**Excerpted text**

Author’s note: I wrote this for a Pride event in my town where I spoke with three other local authors. I have since edited it a bit to better suit the medium (written over spoken word).
I grew up knowing that I was adopted. I remember spending a lot of time, especially as I got into science, thinking about that whole nature versus nurture debate. I knew who I was, as much as anyone can at that age; but I knew next to nothing about my genetic lineage. I felt out of place from those first simple Punnett squares, learning about dominant and recessive genes. We had that assignment where we had to plot out a couple of physical attributes of our parents – eye color, earlobe attachment, widows peak, are the ones I remember – and determine if we had the dominant or recessive gene, and which parent it might have come from. By then, I’d already learned that “unknown – adopted” was as much of an answer as I could give sometimes.
I desperately wanted to find, and feel, connected. I knew I didn’t look like my parents, with their blue eyes and Euro-pale skin; or my sister, who had been adopted from a Hawaiian/Filipino family. I got that; I wasn’t searching for any surprise matching physical characteristics, but I also didn’t understand why I often felt so very different than the people who raised me. My mom especially would wonder aloud at me being “too much;” too emotional, too touchy-feely. I felt too deeply and took things too seriously. Now, how much of that was encoded in my genes versus how much of it was simply hitting my teenage years, who knows. But I knew that my parents, while they loved me, didn’t act like other parents I saw. It felt like they had to learn, “kids need hugs sometimes. Kids can be emotional. Kids need affection,” and not all the knowledge stuck after the exam. They hugged us, sure; when we asked for it or we had done something to make them proud. A perfunctory embrace, a quick kiss goodnight while we were young enough to be tucked in. They loved us and told us so occasionally; and they were supportive in the ways they knew how to be. Still, there was always a feeling that, while I saw friends and neighbors with their families, that our household felt more like a couple who happened to have kids.
Mind you, I’m not sitting here speaking ill of the dead. They’ve been gone for nearly fifteen years, and most of the memories I have sit silently in albums, printed on glossy 3×5 Kodak paper. They were simply not demonstrative people; it just wasn’t their nature, and I understood that, even as I ached.
Then, five years after my mom passed, I met my biological parents. Immediately I found myself wrapped in arms as tight as they could go, shoulders shaking and getting wet with tears, cheeks pressed hard against each other. Turns out, my bio parents are huggers. Within minutes I was cuddled between Kelly and Tony on the couch as we talked and talked. For the first time, I saw family resemblance; I remember the shock of meeting Tony, and seeing my reflection in him – and even more in pictures of his mother. I see that strength of physical relation with my own kid now, and I wonder if my parents (those that I grew up with) ever felt that ache, that lack of link I didn’t even know I carried. I remember the hum in my bones when Kelly squeezed my hand, as our matching mitochondria danced along the patterns in our palms. Sitting there on the couch, my mind re-drew the old Punnett squares, faded pencil marks where I could now write in pen. Tony’s eye color. Kelly’s hairline. Tony’s hair and smile. Kelly’s arching eyebrow… and her queerness.

**Dataset content**
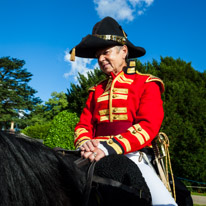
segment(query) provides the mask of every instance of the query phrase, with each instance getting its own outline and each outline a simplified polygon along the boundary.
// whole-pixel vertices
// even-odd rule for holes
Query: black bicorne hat
[[[71,51],[71,60],[74,56],[84,58],[96,58],[99,49],[116,45],[127,45],[128,58],[143,56],[146,51],[142,47],[134,46],[128,39],[122,27],[111,17],[105,17],[97,22],[92,30],[92,35],[87,35]]]

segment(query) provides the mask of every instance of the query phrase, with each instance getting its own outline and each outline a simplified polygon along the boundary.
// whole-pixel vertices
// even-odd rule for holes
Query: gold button
[[[109,143],[109,144],[112,144],[112,143],[113,143],[113,140],[112,140],[112,139],[110,139],[110,140],[108,141],[108,143]]]

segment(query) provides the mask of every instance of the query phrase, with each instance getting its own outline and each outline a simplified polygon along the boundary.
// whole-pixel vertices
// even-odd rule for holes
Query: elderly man
[[[74,56],[97,58],[107,79],[89,89],[86,106],[75,128],[75,146],[90,161],[111,154],[125,154],[142,172],[153,205],[176,205],[148,164],[143,151],[151,146],[163,121],[163,82],[135,71],[131,58],[145,54],[134,46],[122,27],[111,17],[98,22],[71,51]],[[141,155],[143,157],[141,158]],[[146,161],[147,160],[147,161]]]

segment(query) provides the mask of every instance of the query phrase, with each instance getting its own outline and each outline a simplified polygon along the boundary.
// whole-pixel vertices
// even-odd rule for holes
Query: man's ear
[[[123,55],[124,55],[123,57],[124,57],[124,59],[126,59],[127,53],[128,53],[128,47],[126,45],[123,45],[122,51],[123,51]]]

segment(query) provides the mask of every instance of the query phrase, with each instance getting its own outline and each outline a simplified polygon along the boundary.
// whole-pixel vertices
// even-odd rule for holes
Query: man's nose
[[[100,54],[98,58],[99,62],[102,62],[104,59],[105,59],[104,54]]]

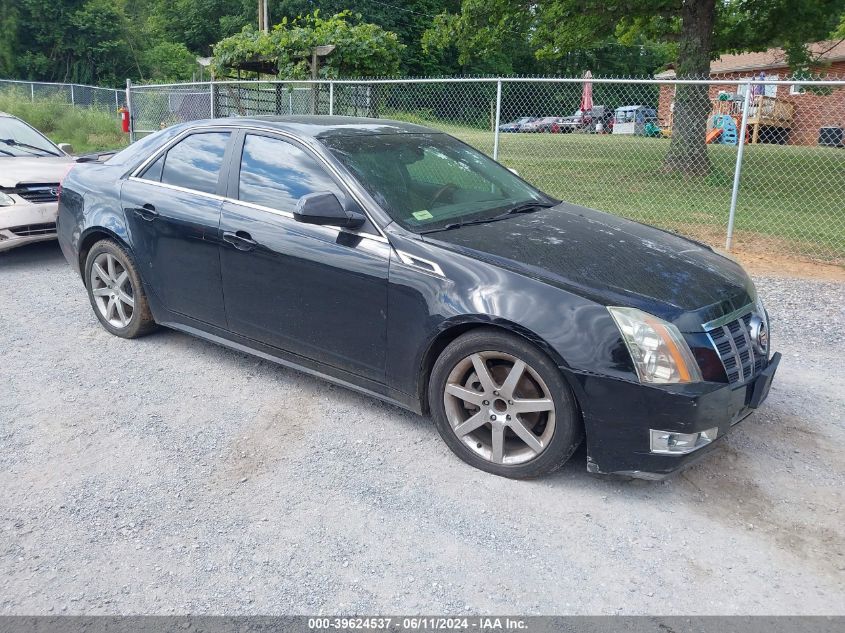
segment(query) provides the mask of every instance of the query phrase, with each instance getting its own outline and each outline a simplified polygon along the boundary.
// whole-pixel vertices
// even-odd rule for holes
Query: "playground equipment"
[[[717,140],[724,145],[736,145],[739,140],[737,122],[729,114],[717,114],[713,117],[713,128],[707,132],[704,142],[710,144]]]

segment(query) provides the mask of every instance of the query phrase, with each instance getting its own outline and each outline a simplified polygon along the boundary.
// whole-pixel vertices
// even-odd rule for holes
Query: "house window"
[[[754,80],[754,79],[759,80],[760,75],[753,75],[751,77],[743,77],[741,79],[741,81],[749,81],[749,80]],[[778,79],[780,79],[780,75],[765,75],[765,76],[762,77],[762,79],[763,79],[763,81],[777,81]],[[747,84],[739,84],[737,86],[736,93],[739,96],[744,97],[746,88],[747,88]],[[764,94],[767,97],[776,97],[777,96],[777,92],[778,92],[777,85],[774,85],[774,86],[765,85],[765,86],[762,86],[762,88],[763,88],[763,90],[762,90],[762,93],[761,93],[760,87],[758,86],[757,90],[755,91],[755,94]]]

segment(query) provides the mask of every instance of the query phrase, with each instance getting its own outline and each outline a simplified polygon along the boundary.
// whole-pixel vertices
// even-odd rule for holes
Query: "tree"
[[[405,45],[399,62],[403,76],[452,74],[456,64],[447,53],[434,54],[423,50],[422,34],[431,26],[431,16],[442,11],[455,12],[460,9],[460,0],[273,0],[270,4],[270,18],[273,23],[282,18],[305,15],[318,6],[324,15],[340,13],[350,7],[361,15],[361,20],[377,24],[385,31],[396,33]]]
[[[677,75],[706,78],[718,53],[769,46],[782,46],[793,68],[806,67],[812,63],[806,44],[836,30],[843,12],[845,0],[463,0],[460,14],[441,14],[425,37],[442,43],[448,38],[437,31],[445,30],[464,61],[495,53],[514,35],[544,60],[594,49],[609,37],[673,42]],[[678,86],[667,170],[709,171],[709,109],[706,86]]]
[[[241,69],[306,79],[311,75],[311,50],[327,44],[335,46],[320,67],[320,76],[327,78],[396,74],[404,48],[395,33],[361,22],[350,11],[328,19],[314,11],[293,20],[283,18],[269,33],[244,27],[214,45],[212,66],[217,76]]]

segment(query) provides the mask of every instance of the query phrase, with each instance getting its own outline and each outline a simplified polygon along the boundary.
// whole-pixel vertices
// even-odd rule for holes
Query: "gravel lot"
[[[766,405],[665,482],[514,482],[428,420],[0,255],[0,613],[845,614],[845,285],[758,279]]]

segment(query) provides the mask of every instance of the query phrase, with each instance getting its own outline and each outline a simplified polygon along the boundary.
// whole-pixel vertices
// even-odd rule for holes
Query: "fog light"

**Task to carry out**
In the essay about adoption, how long after the writer's mom died did the writer meet the biological parents?

**Response area**
Five years.